# Extrait
***

Le projet de règlement batterie comprend, en premier lieu, un volet réglementaire qui prend en compte trois points : tout d’abord, un taux de recyclage obligatoire et progressif des batteries puisque les procédés vont permettre un recyclage quasi total, ensuite le passeport CO2 de ces batteries, enfin, la provenance des métaux qui doivent être issus de mines responsables. "Il va falloir que nous soyons très clairs sur ce que l’on entend par mine responsable. Ce n’est pas forcément un concept noir ou blanc dès 2023, mais comme pour le taux de recyclage, il y aura une période de progressivité car si l’on attend des batteries parfaites au premier jour, l’Europe risque d’en manquer, prédit Philippe Va­rin. Il faudra mettre en place des certifications d’une tierce partie telle que la norme Irma, une association qui comprend des ONG et des constructeurs."

 

Selon Philippe Varin, un autre dossier devrait être ouvert pour intégrer les mines dans la taxonomie, cette clas­sification des activités économiques qui ont un impact favorable sur l’environnement et dont le but est d’orienter les investissements vers les activités "vertes". "C’est important pour tous les fonds verts. Or, les mines n’en font pas partie, ce qui est aberrant. S’il existe une certification qui prouve que la mine est responsable, il faudrait que l’activité soit dans cette taxonomie. Mais je pense que cela va être corrigé", poursuit Philippe Varin.

***

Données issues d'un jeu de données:
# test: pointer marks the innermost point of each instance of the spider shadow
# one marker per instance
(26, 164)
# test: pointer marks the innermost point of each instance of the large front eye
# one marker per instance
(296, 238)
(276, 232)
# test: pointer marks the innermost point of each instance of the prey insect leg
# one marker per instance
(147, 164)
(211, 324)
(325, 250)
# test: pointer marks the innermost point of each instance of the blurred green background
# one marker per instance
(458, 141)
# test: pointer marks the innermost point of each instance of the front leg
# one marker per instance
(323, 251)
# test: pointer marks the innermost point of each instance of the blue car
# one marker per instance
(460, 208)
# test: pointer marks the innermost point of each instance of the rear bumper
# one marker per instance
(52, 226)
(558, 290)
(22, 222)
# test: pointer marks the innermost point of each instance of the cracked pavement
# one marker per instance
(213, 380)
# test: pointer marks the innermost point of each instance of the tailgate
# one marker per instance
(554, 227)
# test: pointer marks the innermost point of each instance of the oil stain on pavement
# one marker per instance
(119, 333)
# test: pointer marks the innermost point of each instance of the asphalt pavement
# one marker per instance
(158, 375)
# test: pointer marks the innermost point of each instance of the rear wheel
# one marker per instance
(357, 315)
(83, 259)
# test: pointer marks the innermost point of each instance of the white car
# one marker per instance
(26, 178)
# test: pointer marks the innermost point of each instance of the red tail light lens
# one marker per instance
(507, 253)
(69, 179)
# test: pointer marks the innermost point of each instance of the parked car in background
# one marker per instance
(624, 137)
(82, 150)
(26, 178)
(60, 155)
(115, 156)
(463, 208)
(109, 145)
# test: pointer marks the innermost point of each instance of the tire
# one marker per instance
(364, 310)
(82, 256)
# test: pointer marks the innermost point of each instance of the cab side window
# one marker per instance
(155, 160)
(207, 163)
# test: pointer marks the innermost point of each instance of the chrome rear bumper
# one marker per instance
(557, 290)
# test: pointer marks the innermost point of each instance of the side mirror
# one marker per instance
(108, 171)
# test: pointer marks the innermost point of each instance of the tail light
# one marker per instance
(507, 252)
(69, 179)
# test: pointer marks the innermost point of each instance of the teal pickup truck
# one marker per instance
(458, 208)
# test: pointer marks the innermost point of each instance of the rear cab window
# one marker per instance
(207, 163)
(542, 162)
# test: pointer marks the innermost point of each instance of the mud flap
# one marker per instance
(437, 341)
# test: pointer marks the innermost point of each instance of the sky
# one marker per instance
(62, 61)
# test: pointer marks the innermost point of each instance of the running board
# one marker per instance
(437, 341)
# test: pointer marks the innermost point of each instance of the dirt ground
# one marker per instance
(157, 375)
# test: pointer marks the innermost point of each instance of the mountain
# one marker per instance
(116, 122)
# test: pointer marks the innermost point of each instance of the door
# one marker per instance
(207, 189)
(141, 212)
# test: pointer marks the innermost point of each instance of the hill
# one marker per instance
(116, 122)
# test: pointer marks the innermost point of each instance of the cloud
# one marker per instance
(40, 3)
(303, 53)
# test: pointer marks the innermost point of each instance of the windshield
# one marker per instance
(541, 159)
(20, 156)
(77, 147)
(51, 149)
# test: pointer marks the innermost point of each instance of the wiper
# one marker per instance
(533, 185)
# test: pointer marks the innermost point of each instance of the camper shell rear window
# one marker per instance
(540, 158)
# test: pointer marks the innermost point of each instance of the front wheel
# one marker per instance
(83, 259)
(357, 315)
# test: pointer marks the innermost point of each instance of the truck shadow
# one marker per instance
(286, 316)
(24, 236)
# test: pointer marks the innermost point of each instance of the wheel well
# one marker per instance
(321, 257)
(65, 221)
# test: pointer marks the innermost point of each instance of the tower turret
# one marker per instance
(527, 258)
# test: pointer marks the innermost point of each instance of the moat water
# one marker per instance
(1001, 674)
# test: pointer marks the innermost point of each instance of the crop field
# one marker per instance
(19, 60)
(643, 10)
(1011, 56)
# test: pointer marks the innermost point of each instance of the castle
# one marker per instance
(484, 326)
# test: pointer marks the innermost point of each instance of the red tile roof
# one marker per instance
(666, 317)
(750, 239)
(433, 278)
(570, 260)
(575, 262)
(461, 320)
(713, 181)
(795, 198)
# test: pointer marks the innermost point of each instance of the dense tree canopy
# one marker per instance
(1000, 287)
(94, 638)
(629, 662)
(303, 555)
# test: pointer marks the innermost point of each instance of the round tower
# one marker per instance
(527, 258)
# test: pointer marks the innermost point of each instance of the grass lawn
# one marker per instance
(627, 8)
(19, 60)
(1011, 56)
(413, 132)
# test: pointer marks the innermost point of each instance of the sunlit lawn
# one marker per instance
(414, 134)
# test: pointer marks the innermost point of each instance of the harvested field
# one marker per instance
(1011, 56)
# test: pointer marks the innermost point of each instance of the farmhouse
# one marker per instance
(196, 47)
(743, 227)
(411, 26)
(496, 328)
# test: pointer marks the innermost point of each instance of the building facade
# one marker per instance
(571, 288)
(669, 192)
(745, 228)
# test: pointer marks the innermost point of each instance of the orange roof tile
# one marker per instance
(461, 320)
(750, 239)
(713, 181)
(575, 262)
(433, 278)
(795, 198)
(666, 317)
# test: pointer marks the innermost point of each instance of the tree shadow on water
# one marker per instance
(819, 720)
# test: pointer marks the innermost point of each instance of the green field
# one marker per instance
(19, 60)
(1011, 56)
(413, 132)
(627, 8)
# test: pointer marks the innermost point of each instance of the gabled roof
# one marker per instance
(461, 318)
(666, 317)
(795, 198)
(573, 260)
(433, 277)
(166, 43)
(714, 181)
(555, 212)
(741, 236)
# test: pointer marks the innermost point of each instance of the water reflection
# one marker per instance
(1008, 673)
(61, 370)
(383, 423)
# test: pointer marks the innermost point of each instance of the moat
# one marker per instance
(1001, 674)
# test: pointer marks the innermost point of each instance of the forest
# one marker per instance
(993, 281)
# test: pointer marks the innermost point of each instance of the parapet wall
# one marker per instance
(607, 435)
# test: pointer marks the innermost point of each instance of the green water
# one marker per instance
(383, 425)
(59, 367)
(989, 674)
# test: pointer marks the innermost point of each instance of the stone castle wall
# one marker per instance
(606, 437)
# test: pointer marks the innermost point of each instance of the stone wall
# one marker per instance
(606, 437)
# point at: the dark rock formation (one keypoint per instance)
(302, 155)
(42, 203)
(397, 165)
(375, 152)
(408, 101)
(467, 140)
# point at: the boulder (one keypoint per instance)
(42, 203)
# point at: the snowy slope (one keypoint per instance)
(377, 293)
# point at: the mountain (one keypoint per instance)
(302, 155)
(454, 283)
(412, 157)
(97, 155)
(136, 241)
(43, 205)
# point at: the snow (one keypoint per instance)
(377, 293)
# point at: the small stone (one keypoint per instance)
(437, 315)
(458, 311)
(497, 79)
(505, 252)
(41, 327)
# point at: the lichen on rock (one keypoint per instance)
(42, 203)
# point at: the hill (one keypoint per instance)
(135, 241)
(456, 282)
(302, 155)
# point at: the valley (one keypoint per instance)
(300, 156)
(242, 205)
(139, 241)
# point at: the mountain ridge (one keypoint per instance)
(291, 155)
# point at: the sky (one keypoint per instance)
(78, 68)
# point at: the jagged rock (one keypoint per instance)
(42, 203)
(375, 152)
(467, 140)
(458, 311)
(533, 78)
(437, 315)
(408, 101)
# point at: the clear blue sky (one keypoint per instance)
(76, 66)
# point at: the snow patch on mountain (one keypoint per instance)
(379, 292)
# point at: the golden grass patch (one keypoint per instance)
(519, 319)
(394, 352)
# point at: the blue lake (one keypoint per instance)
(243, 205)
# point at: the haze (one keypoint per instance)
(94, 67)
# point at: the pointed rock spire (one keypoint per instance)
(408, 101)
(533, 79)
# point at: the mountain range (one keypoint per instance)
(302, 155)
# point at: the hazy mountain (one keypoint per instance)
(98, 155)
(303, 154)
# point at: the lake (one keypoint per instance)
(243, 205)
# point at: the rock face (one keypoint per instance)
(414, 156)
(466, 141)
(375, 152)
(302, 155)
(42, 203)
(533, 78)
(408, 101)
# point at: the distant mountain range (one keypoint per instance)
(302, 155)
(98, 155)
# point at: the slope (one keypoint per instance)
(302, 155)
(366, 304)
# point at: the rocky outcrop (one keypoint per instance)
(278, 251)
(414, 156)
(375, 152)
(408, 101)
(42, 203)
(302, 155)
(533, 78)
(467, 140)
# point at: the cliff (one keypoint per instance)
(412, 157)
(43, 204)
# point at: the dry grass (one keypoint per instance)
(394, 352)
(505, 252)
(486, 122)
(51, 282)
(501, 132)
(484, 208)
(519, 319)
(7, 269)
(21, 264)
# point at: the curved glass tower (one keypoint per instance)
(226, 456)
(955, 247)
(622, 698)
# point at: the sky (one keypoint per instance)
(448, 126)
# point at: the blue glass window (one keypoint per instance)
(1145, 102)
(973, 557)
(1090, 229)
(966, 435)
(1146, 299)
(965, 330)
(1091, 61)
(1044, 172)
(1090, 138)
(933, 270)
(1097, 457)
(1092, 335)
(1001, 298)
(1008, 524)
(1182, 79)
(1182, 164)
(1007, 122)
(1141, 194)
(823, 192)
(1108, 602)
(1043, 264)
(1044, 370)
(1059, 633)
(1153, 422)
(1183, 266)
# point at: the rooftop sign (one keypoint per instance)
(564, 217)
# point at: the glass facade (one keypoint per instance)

***

# À faire
Pouvez-vous poursuivre l'extrait sur le projet de règlement européen relatif aux batteries, à partir de l'endroit où il s'arrête ?

# Résultat obtenu
 

Au‑delà du règlement batterie, l’Europe a affiché son intention de créer un fonds souverain. "Et pourquoi ne pas commencer par la France, d’ailleurs, ajoute‑t‑il. Enfin, il faudra iden­tifier et réactualiser la liste des matériaux critiques. Aujourd’hui, dans cette liste, figurent 30 matériaux contre 5, il y a 8 ans. Mais la liste ne fait que croître. Il est prévu égale­ment de mettre en place un réseau d’observatoires dans les différents États membres. Nous devrons aussi étudier avec attention le stockage stratégique d’un certain nombre de métaux critiques. Voilà le paysage de ce 'Critical Raw Materials Act" qui doit être approuvé d’ici mi‑2023."